# TASK TO CARRY OUT
The word "below" may appear in some lines of the data; copy every such line.

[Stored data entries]
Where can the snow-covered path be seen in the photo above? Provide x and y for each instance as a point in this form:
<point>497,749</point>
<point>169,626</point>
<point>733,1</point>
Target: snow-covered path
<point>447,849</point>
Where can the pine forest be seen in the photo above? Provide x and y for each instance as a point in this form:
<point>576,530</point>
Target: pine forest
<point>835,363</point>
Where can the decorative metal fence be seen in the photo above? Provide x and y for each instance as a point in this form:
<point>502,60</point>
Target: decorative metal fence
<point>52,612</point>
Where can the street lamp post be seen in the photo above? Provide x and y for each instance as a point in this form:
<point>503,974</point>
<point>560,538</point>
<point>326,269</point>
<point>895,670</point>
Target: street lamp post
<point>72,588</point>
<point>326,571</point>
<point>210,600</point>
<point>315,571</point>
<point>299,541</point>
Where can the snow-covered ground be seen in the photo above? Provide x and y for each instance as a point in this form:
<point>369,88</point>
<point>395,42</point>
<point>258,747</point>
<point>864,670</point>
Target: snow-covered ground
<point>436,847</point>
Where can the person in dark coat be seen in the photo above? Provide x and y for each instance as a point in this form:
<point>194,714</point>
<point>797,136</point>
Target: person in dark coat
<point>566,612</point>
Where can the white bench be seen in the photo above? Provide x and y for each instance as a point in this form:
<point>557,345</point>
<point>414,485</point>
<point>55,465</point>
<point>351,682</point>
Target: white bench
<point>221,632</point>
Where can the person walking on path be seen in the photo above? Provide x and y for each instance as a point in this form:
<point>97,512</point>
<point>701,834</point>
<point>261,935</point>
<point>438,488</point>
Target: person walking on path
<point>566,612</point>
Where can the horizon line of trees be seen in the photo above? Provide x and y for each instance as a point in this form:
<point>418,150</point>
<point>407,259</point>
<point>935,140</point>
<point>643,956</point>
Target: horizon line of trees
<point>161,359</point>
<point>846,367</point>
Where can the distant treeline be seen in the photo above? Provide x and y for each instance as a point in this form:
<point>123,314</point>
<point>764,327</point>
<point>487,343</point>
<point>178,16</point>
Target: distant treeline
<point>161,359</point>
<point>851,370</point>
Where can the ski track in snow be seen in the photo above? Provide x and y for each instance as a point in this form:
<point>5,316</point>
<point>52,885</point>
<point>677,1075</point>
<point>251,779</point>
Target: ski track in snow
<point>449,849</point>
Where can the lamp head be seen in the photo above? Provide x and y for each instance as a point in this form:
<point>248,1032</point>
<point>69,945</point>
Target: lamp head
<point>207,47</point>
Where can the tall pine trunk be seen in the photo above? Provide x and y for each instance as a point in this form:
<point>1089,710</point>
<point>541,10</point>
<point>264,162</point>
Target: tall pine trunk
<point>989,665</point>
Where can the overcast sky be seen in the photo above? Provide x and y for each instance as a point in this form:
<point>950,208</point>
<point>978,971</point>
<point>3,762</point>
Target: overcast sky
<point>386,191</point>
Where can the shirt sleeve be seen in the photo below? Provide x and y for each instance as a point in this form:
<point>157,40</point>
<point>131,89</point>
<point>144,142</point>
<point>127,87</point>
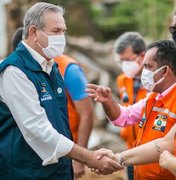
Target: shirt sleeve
<point>75,82</point>
<point>20,95</point>
<point>131,114</point>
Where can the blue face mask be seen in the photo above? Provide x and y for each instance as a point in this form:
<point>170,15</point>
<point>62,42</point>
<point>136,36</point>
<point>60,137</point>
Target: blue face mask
<point>56,45</point>
<point>147,78</point>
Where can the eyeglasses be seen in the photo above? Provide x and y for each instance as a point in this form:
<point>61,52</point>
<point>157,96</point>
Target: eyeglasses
<point>172,29</point>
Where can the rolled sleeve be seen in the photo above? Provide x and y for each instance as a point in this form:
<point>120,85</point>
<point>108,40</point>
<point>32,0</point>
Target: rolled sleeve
<point>130,115</point>
<point>20,95</point>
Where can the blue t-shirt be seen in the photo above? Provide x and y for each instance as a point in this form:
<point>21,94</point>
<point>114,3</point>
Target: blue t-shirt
<point>75,82</point>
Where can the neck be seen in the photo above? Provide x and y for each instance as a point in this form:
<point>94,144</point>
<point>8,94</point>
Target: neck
<point>168,83</point>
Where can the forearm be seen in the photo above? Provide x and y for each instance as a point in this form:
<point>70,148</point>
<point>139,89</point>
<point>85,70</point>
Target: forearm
<point>171,166</point>
<point>147,153</point>
<point>85,127</point>
<point>112,109</point>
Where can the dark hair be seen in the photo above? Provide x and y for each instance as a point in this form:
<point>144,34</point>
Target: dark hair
<point>127,39</point>
<point>17,37</point>
<point>166,53</point>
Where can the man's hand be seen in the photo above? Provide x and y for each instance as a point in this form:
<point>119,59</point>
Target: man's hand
<point>79,169</point>
<point>104,162</point>
<point>99,93</point>
<point>106,152</point>
<point>165,158</point>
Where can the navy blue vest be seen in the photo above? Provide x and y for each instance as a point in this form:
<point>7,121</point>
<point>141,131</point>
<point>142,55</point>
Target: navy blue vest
<point>17,159</point>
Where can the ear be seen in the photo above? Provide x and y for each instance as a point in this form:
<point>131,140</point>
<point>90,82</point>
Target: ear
<point>142,54</point>
<point>166,71</point>
<point>33,32</point>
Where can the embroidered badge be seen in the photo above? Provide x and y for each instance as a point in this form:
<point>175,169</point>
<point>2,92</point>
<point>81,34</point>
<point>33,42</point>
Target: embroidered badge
<point>59,90</point>
<point>160,123</point>
<point>45,94</point>
<point>142,120</point>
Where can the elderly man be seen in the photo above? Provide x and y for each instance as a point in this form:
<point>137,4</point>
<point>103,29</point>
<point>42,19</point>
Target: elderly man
<point>155,114</point>
<point>33,106</point>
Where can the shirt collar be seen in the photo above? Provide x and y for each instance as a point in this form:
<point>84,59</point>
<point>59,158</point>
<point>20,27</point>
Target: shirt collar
<point>163,94</point>
<point>46,65</point>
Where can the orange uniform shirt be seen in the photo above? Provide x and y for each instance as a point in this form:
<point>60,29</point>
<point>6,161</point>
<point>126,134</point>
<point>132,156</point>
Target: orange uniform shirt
<point>63,61</point>
<point>126,88</point>
<point>157,119</point>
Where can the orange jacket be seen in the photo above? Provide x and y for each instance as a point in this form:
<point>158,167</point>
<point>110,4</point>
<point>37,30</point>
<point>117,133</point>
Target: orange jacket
<point>126,87</point>
<point>157,119</point>
<point>63,61</point>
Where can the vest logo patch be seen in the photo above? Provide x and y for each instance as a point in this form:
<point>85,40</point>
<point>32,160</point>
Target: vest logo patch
<point>142,120</point>
<point>160,123</point>
<point>59,90</point>
<point>45,94</point>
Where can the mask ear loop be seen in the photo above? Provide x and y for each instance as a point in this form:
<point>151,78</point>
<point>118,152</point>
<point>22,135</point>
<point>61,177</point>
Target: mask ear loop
<point>44,35</point>
<point>160,80</point>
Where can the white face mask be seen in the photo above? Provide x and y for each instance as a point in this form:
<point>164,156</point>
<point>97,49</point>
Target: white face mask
<point>56,45</point>
<point>147,78</point>
<point>130,68</point>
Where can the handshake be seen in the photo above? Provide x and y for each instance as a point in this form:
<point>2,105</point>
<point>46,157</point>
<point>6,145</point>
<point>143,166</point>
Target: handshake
<point>105,162</point>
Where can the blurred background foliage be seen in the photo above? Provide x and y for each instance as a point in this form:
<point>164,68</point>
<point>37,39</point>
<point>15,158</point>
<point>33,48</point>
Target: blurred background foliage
<point>107,19</point>
<point>103,20</point>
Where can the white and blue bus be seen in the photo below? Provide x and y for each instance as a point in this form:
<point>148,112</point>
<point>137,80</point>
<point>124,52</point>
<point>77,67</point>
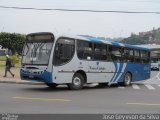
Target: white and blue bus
<point>79,60</point>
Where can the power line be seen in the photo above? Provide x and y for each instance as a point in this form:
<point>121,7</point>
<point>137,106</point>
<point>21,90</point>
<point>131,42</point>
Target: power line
<point>77,10</point>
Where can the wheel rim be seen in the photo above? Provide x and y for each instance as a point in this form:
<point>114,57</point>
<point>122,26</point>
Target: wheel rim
<point>77,81</point>
<point>127,79</point>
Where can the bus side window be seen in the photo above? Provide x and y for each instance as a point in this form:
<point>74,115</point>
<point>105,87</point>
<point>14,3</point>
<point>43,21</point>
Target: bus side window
<point>84,50</point>
<point>145,57</point>
<point>100,51</point>
<point>64,51</point>
<point>128,55</point>
<point>115,53</point>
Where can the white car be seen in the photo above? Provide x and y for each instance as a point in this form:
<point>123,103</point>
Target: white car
<point>155,66</point>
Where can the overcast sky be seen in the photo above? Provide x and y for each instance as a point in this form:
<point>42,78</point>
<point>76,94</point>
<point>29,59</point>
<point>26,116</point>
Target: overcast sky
<point>87,23</point>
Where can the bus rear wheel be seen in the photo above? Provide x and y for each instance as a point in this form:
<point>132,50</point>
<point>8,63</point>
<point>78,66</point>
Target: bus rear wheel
<point>51,85</point>
<point>77,82</point>
<point>127,79</point>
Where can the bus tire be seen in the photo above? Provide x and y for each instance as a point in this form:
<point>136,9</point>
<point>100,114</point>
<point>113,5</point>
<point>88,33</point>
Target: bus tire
<point>127,79</point>
<point>77,82</point>
<point>51,85</point>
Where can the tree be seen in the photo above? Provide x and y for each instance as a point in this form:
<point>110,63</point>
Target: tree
<point>12,41</point>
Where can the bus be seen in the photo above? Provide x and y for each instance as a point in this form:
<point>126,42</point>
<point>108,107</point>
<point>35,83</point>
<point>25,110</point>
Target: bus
<point>79,60</point>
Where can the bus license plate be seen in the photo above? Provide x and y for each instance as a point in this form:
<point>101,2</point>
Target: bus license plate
<point>31,76</point>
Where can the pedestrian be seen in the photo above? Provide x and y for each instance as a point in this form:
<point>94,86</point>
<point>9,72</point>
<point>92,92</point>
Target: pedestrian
<point>8,66</point>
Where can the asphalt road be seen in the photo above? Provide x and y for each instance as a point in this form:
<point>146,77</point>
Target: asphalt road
<point>138,98</point>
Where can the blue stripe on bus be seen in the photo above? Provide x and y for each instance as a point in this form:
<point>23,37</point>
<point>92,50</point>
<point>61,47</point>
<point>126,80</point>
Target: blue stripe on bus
<point>116,67</point>
<point>119,71</point>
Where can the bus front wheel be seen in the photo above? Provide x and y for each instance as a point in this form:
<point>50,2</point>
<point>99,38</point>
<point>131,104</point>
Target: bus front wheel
<point>127,79</point>
<point>77,82</point>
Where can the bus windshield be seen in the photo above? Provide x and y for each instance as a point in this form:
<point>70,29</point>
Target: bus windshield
<point>37,53</point>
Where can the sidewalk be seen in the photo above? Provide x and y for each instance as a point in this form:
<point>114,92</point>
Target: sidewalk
<point>16,79</point>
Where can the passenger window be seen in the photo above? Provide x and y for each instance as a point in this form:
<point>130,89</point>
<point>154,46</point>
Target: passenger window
<point>137,58</point>
<point>115,53</point>
<point>100,52</point>
<point>64,51</point>
<point>145,57</point>
<point>84,50</point>
<point>128,55</point>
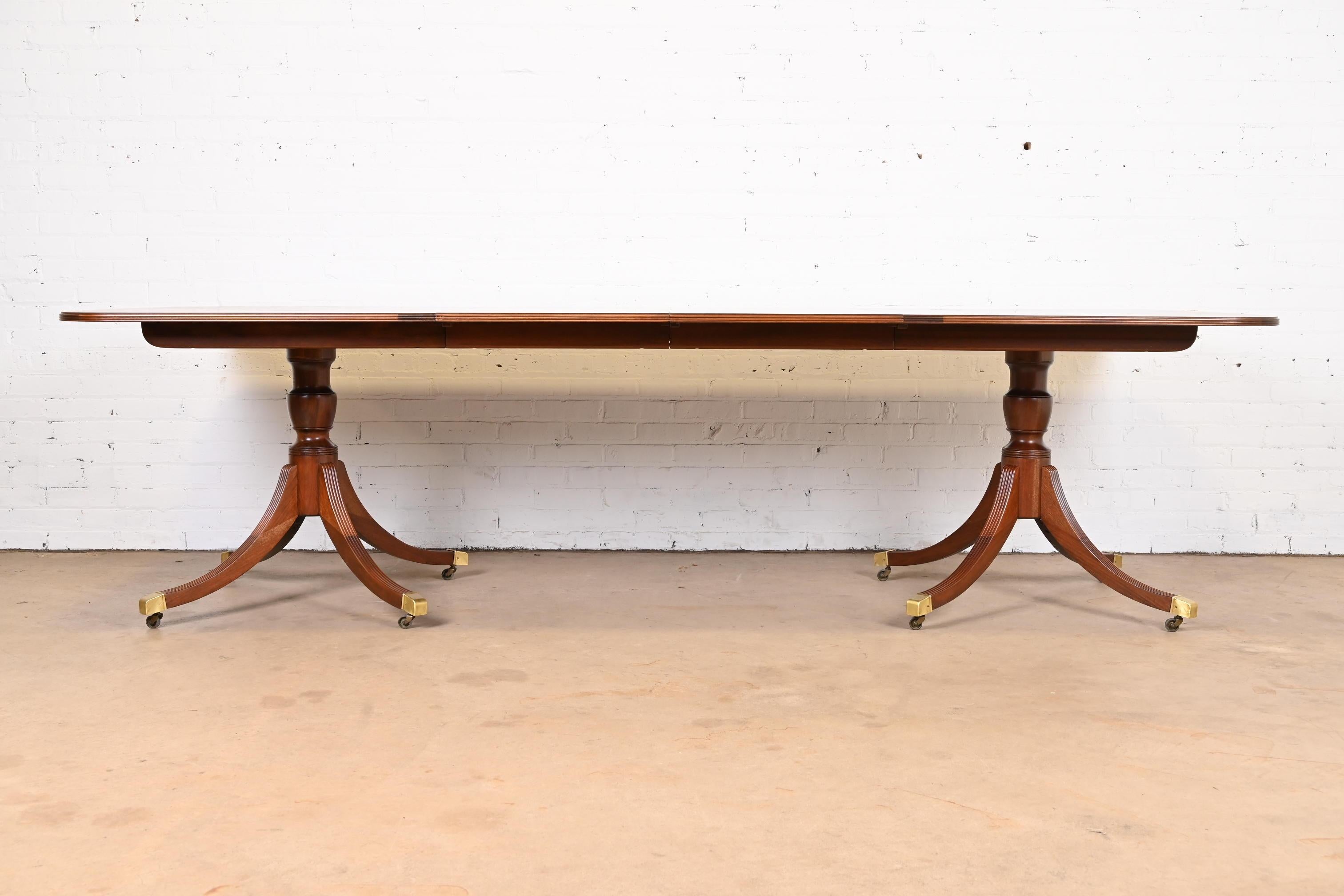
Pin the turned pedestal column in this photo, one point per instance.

# RESULT FOR THIS EXERCISE
Where can the shirt sleeve be seen in the photo below? Provide x and y for each instance as a point in this form:
Where can the white and blue bus be seen in the photo below? Provide x and y for each instance as a point in this form:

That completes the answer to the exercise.